Take each line in the entries below that holds "fuselage" and show it.

Start of MATERIAL PROVIDED

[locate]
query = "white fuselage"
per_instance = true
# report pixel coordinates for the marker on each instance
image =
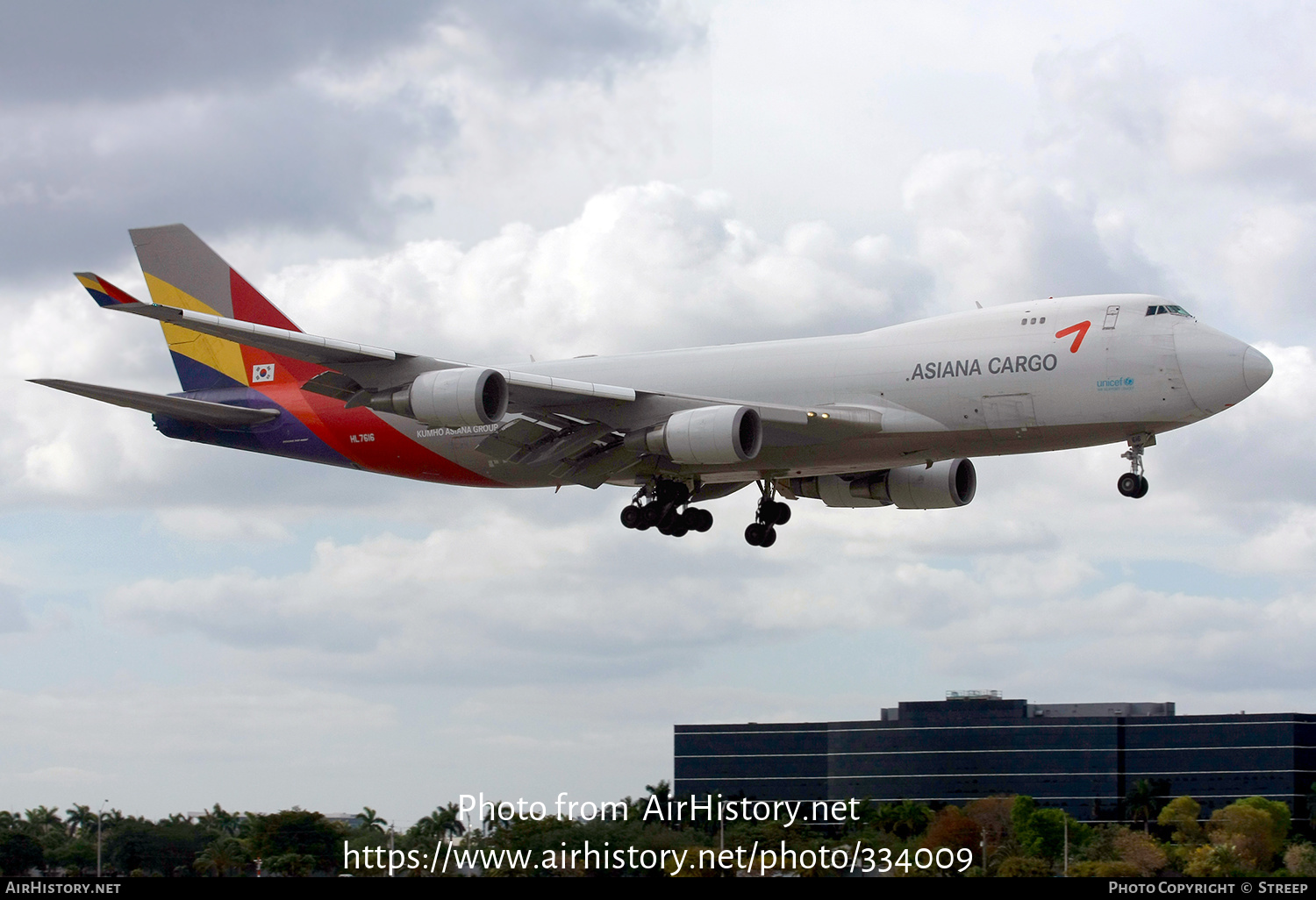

End of MATERIAL PROVIDED
Start of MATERIAL PROVIDED

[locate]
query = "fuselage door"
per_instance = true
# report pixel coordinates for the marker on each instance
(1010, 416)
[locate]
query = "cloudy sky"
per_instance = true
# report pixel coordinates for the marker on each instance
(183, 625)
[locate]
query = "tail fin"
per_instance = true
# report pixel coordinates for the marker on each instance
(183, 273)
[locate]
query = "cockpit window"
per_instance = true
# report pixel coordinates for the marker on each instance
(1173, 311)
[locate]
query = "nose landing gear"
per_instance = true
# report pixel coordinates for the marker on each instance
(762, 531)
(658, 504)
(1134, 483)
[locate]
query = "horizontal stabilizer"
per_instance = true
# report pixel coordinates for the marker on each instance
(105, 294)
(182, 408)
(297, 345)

End of MATERIAL PROVIDED

— WRITTEN RESPONSE —
query = "white fuselage"
query = "fuselage door"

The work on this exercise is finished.